O continente africano tem um grande
desafio no século XXI: garantir bem-estar para sua crescente população e
qualidade ambiental para um meio ambiente em constante deterioração.
As projeções probabilísticas da ONU,
conforme o gráfico acima, indicam que a África pode ter uma população entre 3 e
6 bilhões de habitantes em 2100, mas com a projeção média indicando a maior
probabilidade de haver 4,5 bilhões de habitantes no final do século. Somente a
África Subsaariana poderá passar de 1 bilhão de pessoas em 2017 para 4 bilhões
de habitantes em 2100.
Evidentemente, será difícil garantir o
bem-estar social de toda essa gente. O Produto Interno Bruto da África
Subsaariana era de US$ 3,6 trilhões em 2016 e deve chegar a US$ 4,5 trilhões em
2020, segundo dados do FMI, em poder de paridade de compra (ppp). Isto
significa que a renda per capita (em ppp) era de US$ 3,8 mil em 2016 e deve
chegar a US$ 4,3 mil em 2020. Para se ter uma comparação, em 2020, a renda per
capita brasileira deve ser de US$ 17,1 mil e a do mundo de US$ 19,4 mil.
Nos Objetivos do Desenvolvimento
Sustentável (ODS), aprovado em setembro de 2015 pela Assembleia Geral da ONU,
foi definido no objetivo # 8.1, o seguinte: “Sustentar o crescimento econômico
per capita, de acordo com as circunstâncias nacionais e, em particular, pelo
menos um crescimento anual de 7% do PIB nos países menos desenvolvidos”. Pois
bem, se o PIB da África Subsaariana crescer 7% ao ano entre 2020 e 2100,
chegaria no final do século em US$ 1,1 trilhão (cerca de 10 vezes o PIB global
atual). Para uma população de 4 bilhões, isto daria uma renda per capita de US$
250 mil (mais de 10 vezes a renda média mundial da atualidade).
Porém, estes números são pouco
factíveis, pois como mostrou o economista ecológico Kenneth Boulding
(1910-1993): “Acreditar que o crescimento econômico exponencial pode continuar
infinitamente num mundo finito é coisa de louco ou de economista”.
De fato, as bases ecológicas para manter o
crescimento econômico da África Subsaariana já estão abaixo da capacidade de
carga. O gráfico abaixo, da Footprint Network, mostra que a Pegada Ecológica do
continente africano já está 13,5% acima da biocapacidade. Em termos per capita,
a Biocapacidade estava em 1,2 hectares globais (gha) em 2013 e a Pegada
Ecológica estava em 1,4 gha. Portanto, o nível de consumo da África já é muito
baixo e mesmo assim as bases ecológicas já estão fragilizadas.

● **DADOS FORNECIDOS**

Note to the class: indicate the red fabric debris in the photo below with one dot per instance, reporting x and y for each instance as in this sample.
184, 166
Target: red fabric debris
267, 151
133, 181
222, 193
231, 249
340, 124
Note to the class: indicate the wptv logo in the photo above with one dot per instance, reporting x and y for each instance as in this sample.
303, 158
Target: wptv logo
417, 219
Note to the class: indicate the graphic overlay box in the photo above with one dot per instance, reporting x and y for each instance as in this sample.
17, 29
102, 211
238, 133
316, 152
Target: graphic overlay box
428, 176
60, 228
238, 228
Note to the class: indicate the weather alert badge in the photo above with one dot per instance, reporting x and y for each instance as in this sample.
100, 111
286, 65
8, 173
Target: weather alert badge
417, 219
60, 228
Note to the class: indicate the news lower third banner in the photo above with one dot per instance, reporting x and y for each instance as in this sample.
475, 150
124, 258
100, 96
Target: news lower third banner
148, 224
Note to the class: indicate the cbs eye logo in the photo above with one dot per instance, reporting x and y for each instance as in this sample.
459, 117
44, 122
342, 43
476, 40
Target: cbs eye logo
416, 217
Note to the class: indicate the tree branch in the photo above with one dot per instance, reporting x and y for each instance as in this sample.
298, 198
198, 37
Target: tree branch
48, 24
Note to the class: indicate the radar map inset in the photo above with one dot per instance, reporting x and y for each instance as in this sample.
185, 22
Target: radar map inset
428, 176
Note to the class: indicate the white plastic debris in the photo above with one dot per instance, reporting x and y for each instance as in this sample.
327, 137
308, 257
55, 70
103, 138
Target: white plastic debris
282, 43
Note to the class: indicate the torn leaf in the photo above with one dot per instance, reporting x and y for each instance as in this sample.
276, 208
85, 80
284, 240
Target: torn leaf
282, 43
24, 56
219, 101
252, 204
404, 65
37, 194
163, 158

--

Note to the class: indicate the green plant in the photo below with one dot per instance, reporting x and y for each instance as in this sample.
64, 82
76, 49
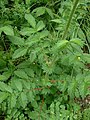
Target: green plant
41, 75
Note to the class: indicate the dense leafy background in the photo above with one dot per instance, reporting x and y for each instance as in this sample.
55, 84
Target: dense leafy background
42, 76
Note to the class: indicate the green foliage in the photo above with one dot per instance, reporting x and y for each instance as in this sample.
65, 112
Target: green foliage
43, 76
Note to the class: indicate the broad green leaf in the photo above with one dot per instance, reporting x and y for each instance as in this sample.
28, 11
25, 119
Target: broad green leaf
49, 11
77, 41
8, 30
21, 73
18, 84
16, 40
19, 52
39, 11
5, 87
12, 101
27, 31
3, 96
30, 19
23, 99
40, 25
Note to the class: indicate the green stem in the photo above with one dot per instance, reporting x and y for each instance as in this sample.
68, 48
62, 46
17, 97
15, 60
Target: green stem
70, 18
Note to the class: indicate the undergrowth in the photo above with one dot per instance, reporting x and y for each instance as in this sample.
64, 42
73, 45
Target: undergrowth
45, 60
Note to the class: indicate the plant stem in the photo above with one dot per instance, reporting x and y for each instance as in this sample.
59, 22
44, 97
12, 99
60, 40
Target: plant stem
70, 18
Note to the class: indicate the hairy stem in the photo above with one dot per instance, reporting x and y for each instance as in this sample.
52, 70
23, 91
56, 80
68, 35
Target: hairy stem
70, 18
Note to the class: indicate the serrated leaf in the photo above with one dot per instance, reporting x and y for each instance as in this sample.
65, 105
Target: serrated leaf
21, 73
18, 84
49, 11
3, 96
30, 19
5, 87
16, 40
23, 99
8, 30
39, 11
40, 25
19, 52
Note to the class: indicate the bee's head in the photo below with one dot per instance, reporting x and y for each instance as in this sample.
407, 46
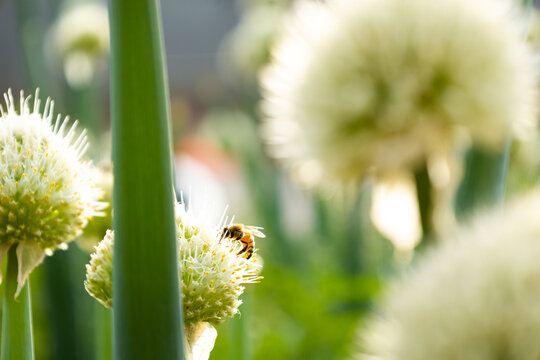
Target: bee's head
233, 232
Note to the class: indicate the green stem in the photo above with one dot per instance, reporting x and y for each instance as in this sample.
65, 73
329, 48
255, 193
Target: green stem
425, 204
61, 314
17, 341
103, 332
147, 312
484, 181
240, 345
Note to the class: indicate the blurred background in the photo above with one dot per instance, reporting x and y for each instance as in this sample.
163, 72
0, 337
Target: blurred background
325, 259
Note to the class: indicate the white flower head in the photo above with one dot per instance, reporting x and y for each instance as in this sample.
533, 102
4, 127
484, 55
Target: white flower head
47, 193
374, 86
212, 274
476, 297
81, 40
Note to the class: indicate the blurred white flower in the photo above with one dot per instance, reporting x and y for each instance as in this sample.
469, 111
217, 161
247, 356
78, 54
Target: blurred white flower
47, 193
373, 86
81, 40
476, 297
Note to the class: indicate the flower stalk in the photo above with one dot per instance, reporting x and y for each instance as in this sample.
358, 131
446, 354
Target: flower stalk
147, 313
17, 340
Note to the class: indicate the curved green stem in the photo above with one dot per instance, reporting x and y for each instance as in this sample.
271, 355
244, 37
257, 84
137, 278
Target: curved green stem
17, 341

---

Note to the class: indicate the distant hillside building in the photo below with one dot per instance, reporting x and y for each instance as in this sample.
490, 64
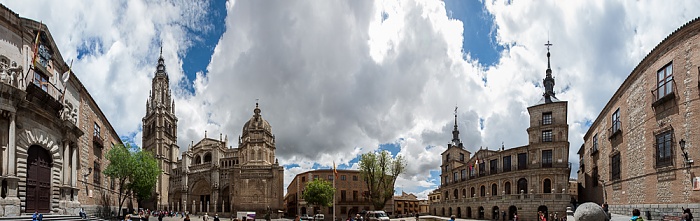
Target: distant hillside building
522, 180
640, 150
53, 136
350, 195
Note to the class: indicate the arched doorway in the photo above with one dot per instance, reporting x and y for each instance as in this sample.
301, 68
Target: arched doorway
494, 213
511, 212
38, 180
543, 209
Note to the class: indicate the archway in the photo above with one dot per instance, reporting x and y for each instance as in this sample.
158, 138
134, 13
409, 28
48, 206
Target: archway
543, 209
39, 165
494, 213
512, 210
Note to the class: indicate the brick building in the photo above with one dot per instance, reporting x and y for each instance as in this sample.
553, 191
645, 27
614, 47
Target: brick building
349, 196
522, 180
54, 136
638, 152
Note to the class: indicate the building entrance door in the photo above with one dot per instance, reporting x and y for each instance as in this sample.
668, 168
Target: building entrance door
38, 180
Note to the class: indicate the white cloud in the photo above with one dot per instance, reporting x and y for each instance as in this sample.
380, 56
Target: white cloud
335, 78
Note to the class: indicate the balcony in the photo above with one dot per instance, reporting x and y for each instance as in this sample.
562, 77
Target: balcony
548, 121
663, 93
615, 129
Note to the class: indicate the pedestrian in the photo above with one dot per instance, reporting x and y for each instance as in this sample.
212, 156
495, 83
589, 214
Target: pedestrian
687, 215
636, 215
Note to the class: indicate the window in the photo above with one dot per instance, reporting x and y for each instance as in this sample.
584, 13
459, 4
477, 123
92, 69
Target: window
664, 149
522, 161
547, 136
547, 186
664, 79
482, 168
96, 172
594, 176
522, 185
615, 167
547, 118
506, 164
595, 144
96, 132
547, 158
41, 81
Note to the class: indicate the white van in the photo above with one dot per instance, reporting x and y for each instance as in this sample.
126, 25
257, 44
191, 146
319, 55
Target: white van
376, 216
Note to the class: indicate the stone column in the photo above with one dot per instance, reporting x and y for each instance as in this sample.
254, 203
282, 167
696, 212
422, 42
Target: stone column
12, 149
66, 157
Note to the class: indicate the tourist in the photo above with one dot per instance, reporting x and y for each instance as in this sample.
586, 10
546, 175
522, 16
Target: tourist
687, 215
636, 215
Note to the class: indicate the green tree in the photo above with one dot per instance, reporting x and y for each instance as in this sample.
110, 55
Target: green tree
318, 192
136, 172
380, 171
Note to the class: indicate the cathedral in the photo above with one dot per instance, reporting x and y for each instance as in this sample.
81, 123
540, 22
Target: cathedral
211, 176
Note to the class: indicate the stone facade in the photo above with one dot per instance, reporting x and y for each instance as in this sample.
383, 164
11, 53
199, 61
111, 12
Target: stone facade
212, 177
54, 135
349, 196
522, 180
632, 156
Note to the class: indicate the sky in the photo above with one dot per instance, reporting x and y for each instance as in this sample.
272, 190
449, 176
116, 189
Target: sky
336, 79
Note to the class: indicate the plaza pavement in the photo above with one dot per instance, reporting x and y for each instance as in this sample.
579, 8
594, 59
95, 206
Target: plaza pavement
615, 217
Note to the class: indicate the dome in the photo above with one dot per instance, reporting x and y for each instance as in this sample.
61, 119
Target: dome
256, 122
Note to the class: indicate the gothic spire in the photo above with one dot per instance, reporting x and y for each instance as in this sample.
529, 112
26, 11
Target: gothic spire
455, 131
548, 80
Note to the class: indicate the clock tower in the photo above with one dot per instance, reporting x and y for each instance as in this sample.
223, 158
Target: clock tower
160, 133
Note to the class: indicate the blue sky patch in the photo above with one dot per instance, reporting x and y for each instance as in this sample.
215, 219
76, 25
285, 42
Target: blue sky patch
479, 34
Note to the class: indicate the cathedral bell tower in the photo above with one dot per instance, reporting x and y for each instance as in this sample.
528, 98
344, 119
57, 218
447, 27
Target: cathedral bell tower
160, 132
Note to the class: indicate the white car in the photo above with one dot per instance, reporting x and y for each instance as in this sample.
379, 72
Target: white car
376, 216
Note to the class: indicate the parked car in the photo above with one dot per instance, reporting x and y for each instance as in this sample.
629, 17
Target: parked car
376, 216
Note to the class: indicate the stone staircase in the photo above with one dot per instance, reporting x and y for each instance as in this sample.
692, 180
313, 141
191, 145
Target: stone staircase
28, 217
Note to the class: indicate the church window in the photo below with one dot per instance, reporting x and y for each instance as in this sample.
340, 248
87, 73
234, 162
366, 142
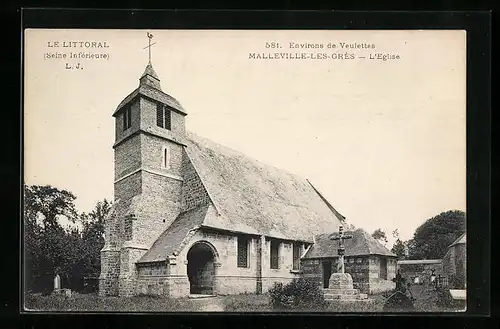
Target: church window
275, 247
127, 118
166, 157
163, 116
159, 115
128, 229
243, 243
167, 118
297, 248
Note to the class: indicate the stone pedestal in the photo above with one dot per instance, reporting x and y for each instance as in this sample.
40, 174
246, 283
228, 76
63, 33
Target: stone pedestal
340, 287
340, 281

● **TAREFA A REALIZAR**
Segundo o trecho selecionado, qual era a renda per capita da África Subsaariana, em paridade de poder de compra, em 2016?

● **SOLUÇÃO DA TAREFA**
Era de US$ 3,8 mil.